▶ [DOCUMENT EXCERPT]:

########

Currently, there is no prohibition against landlords or their agents inviting bids on properties listed for rent, or accepting offers above a listed rental price.

Under proposed amendments to the Property and Stock Agents Regulation 2014 (NSW), it will become mandatory to list the rental rate of any such property and those who contravene the rules will be subjected to hefty fines of up to $5,500 for individuals and $11,000 for companies.

The spin

The government’s press release asserts that making “the practice of rent bidding illegal… [will] improve affordability for those seeking rental accommodation amid high cost of living pressures.”

Premier Dominic Perrottet says the move will help prospective tenants secure housing in a tight rental property market in a fair way.

“It’s time to put an end to this practice and give more people security and certainty so they can plan for their future”, he stated.

“The search for a rental property is tough enough without it turning into a bidding war that pushes people beyond their comfort level.

“An advertised rental fee should be just that and we will take action to ensure rental bidding is outlawed.”

Minister for Fair Trading, Victor Dominello, agrees.

“It can be very distressing for prospective tenants who have submitted a rental application only to be told to increase their offer to improve their prospects of securing a property,” he remarked.

“From this weekend, agents will be prohibited from inducing a prospective tenant to offer an amount higher than that advertised for the property.

########

▶ [LISTED ENTRIES]:
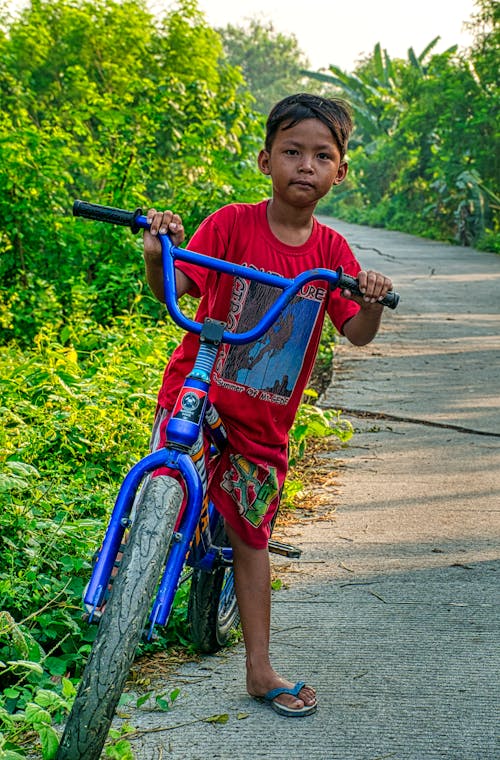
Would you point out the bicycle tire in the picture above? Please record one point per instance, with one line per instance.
(212, 607)
(122, 623)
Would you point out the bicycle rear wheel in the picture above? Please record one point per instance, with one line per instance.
(212, 608)
(122, 623)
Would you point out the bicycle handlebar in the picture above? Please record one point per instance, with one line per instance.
(289, 287)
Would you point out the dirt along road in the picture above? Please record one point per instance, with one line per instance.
(392, 612)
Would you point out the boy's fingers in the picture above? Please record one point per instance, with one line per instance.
(373, 285)
(165, 222)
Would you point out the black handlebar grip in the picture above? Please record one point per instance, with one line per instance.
(107, 214)
(346, 282)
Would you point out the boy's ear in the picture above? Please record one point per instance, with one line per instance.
(263, 162)
(341, 173)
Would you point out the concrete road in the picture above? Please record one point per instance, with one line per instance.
(392, 612)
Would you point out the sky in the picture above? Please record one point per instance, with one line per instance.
(339, 32)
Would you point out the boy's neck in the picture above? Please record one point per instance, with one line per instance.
(291, 226)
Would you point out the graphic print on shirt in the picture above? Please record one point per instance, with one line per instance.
(268, 369)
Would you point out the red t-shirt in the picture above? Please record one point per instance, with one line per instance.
(257, 388)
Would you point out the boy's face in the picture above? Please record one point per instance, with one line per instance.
(304, 163)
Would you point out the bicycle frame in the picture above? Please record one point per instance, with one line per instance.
(187, 418)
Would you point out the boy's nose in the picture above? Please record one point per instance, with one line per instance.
(305, 165)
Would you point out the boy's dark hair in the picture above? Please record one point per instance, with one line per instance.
(333, 112)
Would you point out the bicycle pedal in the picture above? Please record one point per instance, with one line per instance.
(286, 550)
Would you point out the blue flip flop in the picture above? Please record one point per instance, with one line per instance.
(289, 712)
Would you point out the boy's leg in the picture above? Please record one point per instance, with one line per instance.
(252, 576)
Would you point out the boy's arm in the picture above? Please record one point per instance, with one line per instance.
(362, 328)
(163, 223)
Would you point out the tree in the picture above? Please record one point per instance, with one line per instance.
(271, 62)
(119, 113)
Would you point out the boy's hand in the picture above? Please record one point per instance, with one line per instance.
(163, 222)
(373, 286)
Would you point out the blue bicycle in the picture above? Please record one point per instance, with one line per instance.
(156, 535)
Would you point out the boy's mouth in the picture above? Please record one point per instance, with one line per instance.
(302, 183)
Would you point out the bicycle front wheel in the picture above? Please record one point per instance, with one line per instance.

########

Reproduce the rent bidding text word for word from "Under proposed amendments" to "and $11,000 for companies.".

▶ [THE RESPONSE]:
Under proposed amendments to the Property and Stock Agents Regulation 2014 (NSW), it will become mandatory to list the rental rate of any such property and those who contravene the rules will be subjected to hefty fines of up to $5,500 for individuals and $11,000 for companies.